→ WHAT THE TASK REQUIRES
Tally the lines in the material below that contain the word "region". Reply with the number alone.

→ ENTRIES PROVIDED
----------
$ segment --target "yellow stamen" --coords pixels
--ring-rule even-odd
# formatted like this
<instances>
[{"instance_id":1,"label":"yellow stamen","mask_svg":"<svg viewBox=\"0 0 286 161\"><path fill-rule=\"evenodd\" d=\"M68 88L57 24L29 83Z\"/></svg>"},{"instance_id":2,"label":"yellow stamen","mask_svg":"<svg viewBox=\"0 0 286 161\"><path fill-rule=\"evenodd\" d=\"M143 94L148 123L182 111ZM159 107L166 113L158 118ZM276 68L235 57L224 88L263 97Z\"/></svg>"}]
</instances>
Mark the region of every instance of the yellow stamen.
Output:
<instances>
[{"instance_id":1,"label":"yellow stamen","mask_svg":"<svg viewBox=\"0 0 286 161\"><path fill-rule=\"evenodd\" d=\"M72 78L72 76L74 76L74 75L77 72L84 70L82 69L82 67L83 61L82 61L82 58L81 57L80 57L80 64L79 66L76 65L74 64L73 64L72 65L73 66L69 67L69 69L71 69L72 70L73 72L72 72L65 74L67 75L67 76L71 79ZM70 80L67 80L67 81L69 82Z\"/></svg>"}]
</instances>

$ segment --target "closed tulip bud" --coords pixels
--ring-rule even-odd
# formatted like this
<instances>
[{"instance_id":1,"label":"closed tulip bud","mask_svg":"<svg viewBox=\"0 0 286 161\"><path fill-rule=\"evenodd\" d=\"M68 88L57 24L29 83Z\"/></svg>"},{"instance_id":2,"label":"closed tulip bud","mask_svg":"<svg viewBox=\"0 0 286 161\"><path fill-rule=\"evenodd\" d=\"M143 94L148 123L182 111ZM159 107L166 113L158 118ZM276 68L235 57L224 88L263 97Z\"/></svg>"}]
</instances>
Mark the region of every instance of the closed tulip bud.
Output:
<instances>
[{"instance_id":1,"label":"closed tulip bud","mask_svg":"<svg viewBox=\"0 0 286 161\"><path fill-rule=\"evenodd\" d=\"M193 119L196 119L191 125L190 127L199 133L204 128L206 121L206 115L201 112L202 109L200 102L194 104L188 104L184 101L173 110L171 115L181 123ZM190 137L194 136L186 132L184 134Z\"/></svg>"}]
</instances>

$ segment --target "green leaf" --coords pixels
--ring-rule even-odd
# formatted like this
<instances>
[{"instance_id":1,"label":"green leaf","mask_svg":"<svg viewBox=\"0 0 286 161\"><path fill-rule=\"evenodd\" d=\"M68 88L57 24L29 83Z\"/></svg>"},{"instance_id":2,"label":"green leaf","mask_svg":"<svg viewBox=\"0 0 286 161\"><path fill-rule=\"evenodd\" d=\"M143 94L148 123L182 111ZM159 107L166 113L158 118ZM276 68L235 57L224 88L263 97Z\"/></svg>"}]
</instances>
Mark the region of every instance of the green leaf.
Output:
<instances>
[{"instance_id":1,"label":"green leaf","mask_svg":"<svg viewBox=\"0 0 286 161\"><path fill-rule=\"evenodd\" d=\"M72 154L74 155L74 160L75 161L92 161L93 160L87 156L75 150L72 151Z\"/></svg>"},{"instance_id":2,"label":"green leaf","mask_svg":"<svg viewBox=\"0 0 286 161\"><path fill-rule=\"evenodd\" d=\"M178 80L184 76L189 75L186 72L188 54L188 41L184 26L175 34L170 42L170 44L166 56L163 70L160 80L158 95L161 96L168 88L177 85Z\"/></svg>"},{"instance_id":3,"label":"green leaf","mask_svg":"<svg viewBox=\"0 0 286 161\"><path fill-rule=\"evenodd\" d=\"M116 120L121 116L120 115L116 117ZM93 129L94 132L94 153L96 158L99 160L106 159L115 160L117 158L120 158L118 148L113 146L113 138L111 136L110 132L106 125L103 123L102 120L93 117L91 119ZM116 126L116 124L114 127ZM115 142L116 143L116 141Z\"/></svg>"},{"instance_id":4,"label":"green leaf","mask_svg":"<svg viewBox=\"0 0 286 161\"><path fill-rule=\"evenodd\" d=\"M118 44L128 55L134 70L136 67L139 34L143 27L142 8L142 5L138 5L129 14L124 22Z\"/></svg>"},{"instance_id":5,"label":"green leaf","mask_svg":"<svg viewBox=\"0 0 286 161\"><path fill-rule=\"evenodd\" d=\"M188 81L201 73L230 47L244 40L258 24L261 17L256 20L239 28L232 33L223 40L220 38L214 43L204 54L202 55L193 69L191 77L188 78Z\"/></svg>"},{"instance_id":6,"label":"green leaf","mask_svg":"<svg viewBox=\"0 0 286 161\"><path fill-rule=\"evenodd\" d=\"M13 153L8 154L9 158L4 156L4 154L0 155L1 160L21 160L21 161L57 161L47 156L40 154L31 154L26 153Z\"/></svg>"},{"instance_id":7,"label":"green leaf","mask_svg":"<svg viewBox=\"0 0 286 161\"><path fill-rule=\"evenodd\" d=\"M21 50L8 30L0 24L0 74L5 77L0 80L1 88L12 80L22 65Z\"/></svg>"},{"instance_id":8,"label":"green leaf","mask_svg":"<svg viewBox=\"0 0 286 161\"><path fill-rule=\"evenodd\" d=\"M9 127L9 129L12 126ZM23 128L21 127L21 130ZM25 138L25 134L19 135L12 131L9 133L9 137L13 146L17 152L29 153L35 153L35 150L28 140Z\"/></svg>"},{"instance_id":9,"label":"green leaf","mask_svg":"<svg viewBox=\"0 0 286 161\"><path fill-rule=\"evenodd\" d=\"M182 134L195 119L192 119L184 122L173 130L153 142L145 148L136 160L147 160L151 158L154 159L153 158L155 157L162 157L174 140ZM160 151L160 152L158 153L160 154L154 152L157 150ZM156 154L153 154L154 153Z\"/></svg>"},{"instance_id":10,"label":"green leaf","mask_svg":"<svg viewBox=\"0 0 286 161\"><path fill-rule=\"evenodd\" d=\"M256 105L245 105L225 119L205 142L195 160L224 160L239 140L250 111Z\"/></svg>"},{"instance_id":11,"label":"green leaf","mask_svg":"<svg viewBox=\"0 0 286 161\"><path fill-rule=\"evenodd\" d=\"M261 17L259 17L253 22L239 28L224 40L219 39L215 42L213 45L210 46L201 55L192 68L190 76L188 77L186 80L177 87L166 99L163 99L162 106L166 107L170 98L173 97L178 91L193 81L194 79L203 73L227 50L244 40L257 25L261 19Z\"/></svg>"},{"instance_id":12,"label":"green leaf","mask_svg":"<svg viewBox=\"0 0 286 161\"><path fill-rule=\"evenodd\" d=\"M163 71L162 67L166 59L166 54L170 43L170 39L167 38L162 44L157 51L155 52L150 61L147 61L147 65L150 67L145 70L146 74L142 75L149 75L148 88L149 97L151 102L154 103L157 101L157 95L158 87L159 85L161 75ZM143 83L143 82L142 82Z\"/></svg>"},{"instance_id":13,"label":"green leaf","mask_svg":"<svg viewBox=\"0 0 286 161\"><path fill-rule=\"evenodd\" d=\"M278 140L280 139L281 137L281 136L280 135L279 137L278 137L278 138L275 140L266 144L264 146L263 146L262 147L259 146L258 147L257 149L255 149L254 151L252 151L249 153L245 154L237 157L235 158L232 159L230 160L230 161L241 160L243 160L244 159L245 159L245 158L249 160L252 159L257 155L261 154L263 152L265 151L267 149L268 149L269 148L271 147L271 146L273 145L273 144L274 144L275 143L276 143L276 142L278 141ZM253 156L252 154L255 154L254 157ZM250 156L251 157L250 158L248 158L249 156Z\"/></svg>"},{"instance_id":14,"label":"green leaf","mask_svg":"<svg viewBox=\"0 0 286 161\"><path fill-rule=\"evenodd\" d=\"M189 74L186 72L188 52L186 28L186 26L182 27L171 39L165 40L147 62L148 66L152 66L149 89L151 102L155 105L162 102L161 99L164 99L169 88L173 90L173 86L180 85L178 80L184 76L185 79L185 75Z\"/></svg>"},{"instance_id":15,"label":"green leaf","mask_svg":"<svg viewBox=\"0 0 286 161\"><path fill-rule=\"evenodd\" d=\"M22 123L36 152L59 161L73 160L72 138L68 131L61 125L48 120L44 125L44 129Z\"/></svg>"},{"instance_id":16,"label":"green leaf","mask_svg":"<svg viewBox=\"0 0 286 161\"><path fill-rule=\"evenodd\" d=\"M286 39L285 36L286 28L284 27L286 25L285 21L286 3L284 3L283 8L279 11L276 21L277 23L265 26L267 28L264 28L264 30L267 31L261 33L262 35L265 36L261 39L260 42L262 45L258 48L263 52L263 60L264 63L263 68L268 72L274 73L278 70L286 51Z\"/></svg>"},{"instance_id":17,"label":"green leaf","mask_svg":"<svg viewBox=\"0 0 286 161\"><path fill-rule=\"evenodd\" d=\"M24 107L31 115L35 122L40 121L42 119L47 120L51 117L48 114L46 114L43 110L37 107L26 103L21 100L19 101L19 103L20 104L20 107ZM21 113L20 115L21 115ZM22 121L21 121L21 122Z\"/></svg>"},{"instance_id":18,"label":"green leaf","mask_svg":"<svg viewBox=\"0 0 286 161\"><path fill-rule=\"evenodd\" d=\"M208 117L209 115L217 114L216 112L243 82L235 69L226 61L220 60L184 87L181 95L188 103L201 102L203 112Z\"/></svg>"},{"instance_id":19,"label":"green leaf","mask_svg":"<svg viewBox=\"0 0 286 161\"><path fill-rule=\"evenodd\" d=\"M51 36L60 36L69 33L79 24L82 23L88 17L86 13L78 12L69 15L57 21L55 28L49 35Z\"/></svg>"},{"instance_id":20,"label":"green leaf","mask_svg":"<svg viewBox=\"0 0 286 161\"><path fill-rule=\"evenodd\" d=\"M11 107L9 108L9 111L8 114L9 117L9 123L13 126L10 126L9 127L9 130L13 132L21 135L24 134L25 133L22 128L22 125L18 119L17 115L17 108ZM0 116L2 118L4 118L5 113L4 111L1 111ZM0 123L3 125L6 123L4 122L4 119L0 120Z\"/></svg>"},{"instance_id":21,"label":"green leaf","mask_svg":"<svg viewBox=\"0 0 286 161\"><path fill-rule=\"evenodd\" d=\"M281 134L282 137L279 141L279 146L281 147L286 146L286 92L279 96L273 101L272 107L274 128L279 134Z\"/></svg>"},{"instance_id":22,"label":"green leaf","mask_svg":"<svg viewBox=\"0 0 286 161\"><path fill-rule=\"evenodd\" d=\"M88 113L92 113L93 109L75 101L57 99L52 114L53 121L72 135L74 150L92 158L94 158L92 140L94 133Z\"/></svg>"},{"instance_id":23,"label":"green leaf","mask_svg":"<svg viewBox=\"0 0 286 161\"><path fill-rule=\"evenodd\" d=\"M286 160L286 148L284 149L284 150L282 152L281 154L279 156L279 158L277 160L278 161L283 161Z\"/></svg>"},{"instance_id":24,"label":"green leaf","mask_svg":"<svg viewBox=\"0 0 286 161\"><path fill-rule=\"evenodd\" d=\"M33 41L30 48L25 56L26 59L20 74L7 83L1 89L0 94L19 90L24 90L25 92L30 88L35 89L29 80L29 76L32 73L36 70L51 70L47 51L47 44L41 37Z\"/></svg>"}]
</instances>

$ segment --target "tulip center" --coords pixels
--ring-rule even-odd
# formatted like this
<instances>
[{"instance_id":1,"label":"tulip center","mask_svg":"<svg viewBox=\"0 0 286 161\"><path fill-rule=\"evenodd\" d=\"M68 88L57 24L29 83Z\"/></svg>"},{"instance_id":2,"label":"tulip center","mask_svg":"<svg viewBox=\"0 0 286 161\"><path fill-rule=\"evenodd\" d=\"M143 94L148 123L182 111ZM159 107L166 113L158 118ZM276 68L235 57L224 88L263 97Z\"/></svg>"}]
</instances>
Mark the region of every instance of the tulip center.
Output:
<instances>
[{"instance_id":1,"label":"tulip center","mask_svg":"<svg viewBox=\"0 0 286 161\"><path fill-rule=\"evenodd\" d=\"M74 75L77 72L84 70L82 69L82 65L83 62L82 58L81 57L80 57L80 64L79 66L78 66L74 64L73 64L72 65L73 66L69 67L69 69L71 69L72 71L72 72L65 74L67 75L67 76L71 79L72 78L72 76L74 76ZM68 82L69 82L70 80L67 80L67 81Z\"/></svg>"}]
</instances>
----------
→ REPLY TO THE TASK
4